» **SOURCE**:
══════

L'ENTRETIEN AVEC...BERNARD DELJARRIE, CAP'COM
Bernard Deljarrie, délégué général du réseau Cap’Com, revient sur le thème « Tous en Transition ! » qui animera les mini-forums Cap’Com Tour, début 2021 et qui marque également le tournant que prend le métier de communicant.
En quoi la communication publique est-elle en transition, selon le thème décliné actuellement dans le réseau Cap’Com ?
« Tous en transition ! » est en effet le titre de Cap’Com tour, les mini-forums qui se tiendront dans les régions début 2021. La transition, sous l’effet de la crise climatique, est à la fois environnementale, sociale et économique. Autant dire qu’elle va conduire à des changements profonds que mesurent les communicants. Mutations de nos modes de consommation, de production, de déplacement. Mais plus profondément, les changements seront dans nos modes de vie, nos rapports collectifs, dans la gouvernance et l’action publique. La crise des gilets jaunes et maintenant la crise sanitaire nous permettent d’entrevoir que cette transition peut être difficile. Les communicants publics sont aujourd’hui conscients de leurs responsabilités face à ce défi. Ils savent que la parole publique devra être davantage audible pour accompagner des politiques publiques qui seront forcément contraignantes. Ils anticipent aussi le fait qu’il va falloir expliquer, convaincre et surtout contribuer aux changements de comportement.

══════

» **DONNÉES FOURNIES**:
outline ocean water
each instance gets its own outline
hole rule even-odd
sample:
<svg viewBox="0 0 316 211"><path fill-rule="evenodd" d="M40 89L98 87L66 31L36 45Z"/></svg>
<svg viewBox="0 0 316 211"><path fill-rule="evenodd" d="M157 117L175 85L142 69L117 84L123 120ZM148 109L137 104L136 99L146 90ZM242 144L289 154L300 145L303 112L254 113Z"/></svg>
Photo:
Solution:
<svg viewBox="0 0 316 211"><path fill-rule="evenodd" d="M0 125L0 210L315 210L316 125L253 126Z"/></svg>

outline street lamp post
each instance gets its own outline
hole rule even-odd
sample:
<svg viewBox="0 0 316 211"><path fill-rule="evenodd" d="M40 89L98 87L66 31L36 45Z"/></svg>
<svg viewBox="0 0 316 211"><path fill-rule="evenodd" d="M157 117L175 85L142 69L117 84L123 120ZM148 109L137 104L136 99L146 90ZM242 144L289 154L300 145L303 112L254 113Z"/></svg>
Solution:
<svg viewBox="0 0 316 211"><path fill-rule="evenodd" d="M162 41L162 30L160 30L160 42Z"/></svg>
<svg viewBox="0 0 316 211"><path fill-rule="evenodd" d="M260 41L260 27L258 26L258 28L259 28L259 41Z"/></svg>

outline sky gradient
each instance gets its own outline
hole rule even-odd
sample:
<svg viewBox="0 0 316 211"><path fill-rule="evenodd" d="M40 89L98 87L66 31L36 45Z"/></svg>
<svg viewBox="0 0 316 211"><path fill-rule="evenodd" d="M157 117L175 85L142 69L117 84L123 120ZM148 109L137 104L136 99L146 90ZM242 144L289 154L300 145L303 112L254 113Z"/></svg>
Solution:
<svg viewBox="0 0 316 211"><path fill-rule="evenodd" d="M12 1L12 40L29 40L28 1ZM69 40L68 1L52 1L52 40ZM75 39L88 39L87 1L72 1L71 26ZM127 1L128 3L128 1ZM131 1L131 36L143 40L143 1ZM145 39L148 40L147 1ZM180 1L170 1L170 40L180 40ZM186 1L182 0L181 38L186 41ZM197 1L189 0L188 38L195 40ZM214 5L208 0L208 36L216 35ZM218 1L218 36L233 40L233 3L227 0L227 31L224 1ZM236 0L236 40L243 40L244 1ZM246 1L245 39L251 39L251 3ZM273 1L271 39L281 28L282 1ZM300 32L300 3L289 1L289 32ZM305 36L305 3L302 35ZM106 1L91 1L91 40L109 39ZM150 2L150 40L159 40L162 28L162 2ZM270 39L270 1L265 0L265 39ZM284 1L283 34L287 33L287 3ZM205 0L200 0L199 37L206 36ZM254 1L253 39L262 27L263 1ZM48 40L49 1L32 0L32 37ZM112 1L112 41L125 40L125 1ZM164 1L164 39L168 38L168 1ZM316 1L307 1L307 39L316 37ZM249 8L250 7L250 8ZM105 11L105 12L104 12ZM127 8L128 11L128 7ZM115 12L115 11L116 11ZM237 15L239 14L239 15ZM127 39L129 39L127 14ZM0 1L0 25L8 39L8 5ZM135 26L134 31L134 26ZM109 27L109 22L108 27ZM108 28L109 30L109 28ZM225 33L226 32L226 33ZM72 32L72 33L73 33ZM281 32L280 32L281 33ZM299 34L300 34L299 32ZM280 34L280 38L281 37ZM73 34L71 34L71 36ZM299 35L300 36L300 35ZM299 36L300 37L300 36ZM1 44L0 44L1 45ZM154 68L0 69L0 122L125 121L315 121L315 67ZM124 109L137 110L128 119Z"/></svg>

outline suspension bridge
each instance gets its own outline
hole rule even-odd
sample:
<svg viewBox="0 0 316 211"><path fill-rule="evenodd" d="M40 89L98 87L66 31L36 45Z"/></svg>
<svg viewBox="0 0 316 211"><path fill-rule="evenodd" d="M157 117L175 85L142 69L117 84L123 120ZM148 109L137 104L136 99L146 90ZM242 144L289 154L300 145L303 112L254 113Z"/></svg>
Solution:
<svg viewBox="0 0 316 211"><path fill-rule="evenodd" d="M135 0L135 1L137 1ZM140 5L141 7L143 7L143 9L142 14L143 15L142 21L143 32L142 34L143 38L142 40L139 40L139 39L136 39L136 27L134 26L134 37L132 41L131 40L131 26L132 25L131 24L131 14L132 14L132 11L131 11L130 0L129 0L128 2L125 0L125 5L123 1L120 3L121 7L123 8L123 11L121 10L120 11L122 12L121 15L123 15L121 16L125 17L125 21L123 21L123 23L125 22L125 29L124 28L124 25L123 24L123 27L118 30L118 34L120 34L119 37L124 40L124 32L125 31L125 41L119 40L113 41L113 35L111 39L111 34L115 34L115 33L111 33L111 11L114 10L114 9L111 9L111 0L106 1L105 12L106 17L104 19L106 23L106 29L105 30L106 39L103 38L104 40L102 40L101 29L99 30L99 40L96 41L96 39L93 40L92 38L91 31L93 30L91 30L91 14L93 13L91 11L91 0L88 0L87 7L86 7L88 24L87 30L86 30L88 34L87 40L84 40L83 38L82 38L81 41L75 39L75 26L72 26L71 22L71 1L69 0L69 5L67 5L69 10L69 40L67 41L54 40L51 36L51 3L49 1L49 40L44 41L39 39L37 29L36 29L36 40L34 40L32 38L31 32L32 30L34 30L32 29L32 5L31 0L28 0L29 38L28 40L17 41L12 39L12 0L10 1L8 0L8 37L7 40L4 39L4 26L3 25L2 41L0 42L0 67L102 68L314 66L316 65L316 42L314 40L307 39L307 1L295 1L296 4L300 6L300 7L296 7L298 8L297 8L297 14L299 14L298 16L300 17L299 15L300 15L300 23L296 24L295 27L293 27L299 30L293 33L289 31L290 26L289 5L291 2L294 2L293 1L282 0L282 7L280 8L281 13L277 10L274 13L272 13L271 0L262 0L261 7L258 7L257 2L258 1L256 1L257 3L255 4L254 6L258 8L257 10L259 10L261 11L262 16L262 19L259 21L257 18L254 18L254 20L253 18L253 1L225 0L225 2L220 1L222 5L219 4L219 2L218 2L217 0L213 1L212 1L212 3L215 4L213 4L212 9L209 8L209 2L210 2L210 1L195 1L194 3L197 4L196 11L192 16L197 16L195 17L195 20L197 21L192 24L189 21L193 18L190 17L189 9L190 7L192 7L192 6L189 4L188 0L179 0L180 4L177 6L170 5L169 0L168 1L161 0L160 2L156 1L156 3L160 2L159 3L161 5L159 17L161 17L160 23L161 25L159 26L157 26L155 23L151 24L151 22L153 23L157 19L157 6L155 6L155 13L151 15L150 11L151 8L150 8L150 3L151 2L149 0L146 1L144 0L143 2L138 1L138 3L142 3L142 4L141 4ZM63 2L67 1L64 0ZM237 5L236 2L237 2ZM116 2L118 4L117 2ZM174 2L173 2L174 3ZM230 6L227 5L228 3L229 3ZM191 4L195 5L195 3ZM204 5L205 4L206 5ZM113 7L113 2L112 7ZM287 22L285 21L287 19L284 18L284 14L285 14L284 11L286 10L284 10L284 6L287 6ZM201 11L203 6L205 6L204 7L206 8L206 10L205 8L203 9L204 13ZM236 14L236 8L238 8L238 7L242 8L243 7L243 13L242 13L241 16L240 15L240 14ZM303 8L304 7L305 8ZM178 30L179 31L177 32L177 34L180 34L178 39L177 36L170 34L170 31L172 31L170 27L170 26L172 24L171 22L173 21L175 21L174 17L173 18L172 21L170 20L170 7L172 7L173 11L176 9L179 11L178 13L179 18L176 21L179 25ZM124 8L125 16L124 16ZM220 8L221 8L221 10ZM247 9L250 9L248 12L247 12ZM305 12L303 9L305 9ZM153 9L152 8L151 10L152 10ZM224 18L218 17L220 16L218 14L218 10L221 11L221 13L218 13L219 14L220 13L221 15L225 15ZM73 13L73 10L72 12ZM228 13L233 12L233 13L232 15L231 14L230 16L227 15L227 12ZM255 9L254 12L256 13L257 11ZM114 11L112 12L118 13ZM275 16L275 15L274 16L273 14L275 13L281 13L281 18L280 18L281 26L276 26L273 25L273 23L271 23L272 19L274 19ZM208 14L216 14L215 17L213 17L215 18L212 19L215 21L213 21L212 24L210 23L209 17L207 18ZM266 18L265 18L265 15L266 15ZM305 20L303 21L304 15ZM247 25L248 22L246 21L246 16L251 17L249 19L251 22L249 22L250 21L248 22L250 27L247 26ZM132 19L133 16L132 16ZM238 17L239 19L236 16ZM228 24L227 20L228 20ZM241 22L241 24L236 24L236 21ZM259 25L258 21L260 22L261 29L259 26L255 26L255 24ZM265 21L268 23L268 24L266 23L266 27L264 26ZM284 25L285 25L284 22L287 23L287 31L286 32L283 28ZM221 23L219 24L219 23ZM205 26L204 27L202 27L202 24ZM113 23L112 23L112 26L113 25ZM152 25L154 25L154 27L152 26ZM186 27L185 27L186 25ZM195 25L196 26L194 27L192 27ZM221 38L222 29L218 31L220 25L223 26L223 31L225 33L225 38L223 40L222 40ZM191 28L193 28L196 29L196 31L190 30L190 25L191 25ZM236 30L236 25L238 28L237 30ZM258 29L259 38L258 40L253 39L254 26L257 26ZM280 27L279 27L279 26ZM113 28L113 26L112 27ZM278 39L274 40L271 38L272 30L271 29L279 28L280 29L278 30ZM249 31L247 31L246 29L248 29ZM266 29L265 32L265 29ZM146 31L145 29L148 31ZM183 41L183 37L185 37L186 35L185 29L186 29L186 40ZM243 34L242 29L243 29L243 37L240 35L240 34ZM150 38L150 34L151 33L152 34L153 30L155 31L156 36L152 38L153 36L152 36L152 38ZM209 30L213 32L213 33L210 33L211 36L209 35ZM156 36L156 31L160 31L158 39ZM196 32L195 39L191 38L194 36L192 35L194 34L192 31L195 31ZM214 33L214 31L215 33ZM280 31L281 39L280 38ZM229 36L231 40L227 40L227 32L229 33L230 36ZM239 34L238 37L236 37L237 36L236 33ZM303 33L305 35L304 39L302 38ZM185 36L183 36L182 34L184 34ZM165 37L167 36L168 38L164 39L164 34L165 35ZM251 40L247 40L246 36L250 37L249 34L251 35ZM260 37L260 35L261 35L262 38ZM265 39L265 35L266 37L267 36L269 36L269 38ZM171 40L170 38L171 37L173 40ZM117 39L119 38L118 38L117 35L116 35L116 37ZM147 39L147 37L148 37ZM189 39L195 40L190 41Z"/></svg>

══════

» **CONSIGNES DE L'EXERCICE**: Reproduisez mot pour mot le passage de l'entretien qui va de « L'ENTRETIEN AVEC...BERNARD DELJARRIE, CAP'COM » jusqu'à « métier de communicant. ».

» **RÉPONSE ATTENDUE**:
L'ENTRETIEN AVEC...BERNARD DELJARRIE, CAP'COM
Bernard Deljarrie, délégué général du réseau Cap’Com, revient sur le thème « Tous en Transition ! » qui animera les mini-forums Cap’Com Tour, début 2021 et qui marque également le tournant que prend le métier de communicant.